EXCERPTED TEXT START

Stanušina Crna or Stanušina (Станушина, also rendered as Stanushina) is a red grape variety indigenous to North Macedonia and is found nowhere else in the world. Little known outside of its native country, nonetheless it is capable of producing very high quality wines and is mainly grown in the Tikveš region.

The introduction of international grape varieties have caused a sharp decline of Stanušina from the country’s vineyards in recent times, threatening to wipe out this local variety of grape forever. Realizing this, local wineries have begun initiatives to reintroduce this uniquely old Macedonian domestic variety back into the region.

The grapevine is highly resistant to drought and pests and can be cultivated without irrigation. The fruit ripens very late but gives good yields, producing on average 15-20 t/ha. The juice obtained contains approx 18-20% sugar and 6-9 g/L acids. During a good year, it can provide a base for wine of high quality and medium strength, with 11-12% of alcohol. Rich in extract but characteristically pale in color, the high level of acid gives the wine excellent freshness and is recommended to be taken at a temperature of 10-16°C. Stanušina typically has a light strawberry, raspberry, blackcurrant and dry leaf aroma. It makes an excellent complement to white and yellow cheeses, light and creamy desserts, leaf salads, nuts and sweets.

EXCERPTED TEXT END

■ **USING THE INFORMATION**
- 1) Reproduce the Stanušina passage starting at "Stanušina Crna or" and ending at "the Tikveš region.".
- 2) List every aroma that the Stanušina passage attributes to the wine.
- 3) Write the next part of the Stanušina passage, picking up after its final sentence.
The lines after this point come from a separate, unrelated source.

DATA BLOCK START

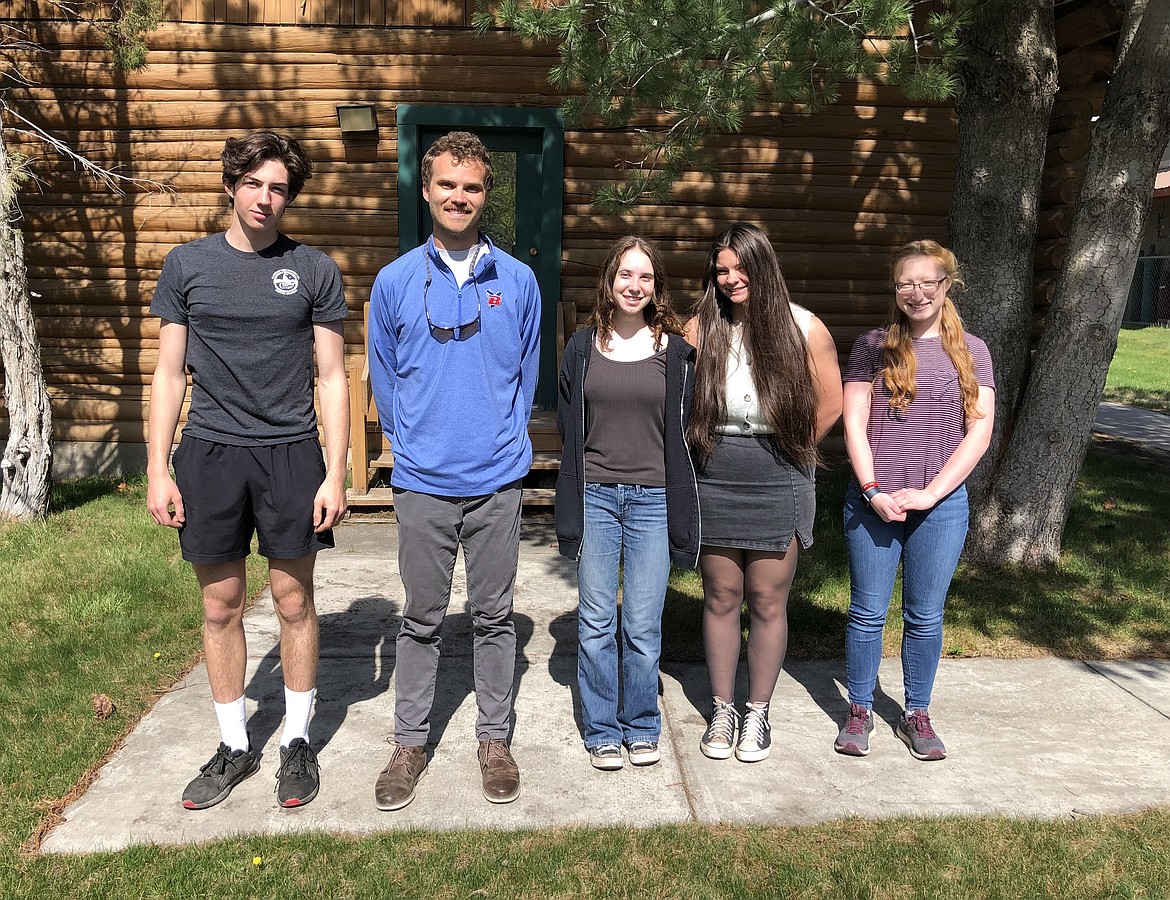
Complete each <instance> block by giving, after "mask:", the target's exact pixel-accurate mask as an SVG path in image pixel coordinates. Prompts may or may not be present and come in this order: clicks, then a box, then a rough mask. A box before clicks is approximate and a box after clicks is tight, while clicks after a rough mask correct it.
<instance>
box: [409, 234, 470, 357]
mask: <svg viewBox="0 0 1170 900" xmlns="http://www.w3.org/2000/svg"><path fill="white" fill-rule="evenodd" d="M479 255H480V248H479V247H476V249H475V254H474V255H473V256H472V264H470V266H469V267H468V272H469V273H472V283H473V284H474V286H475V317H474V318H472V320H470V321H468V322H461V323H459V324H454V325H443V324H440V323H438V322H435V321H434V318H432V316H431V307H429V305H428V304H427V293H428V291H429V290H431V256H429V254H426V255H425V256H424V259H425V260H426V264H427V280H426V283H425V284H424V286H422V311H424V312H425V314H426V316H427V325H428V327H429V328H431V331H432V332H435V331H439V332H440V335H439V336H438V337H439V338H440V339H441V341H445V342H446V341H452V339H454V341H460V339H461V338H462V337H463V331H464V330H467V329H469V328H470V327H472V325H476V324H479V322H480V315H481V314H482V311H483V305H482V302H481V297H480V282H479V281H477V280H476V277H475V261H476V259H477V257H479ZM464 283H466V282H464ZM476 330H479V329H476ZM443 332H445V334H443Z"/></svg>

DATA BLOCK END

■ **EXERCISE ANSWERS**
- 1)
Stanušina Crna or Stanušina (Станушина, also rendered as Stanushina) is a red grape variety indigenous to North Macedonia and is found nowhere else in the world. Little known outside of its native country, nonetheless it is capable of producing very high quality wines and is mainly grown in the Tikveš region.

- 2) Strawberry, raspberry, blackcurrant, dry leaf

- 3)
==Kavadarka==
Kavadarka (Кавадарка) is one of the oldest and most popular wines in North Macedonia. It is made from the grape Stanushina from the region of the city Kavadarci and that is how it gets the name. Although it is one of the cheaper wines in North Macedonia has a very good taste and quality. It is best served at temperature from 16 to 18 ^{о}C.

== Synonyms ==
Stanušina Crna is also known under the synonyms Gradech, Grades, Gradesh Tykveshjo, Stanochina, Stanouchina, Stanuchina, Stanuisna, Stanusina Grades, Stanusina Tikvesko, Tikvesko, Tikvesko Crno, Tsarna Stanushina, Tykveshko.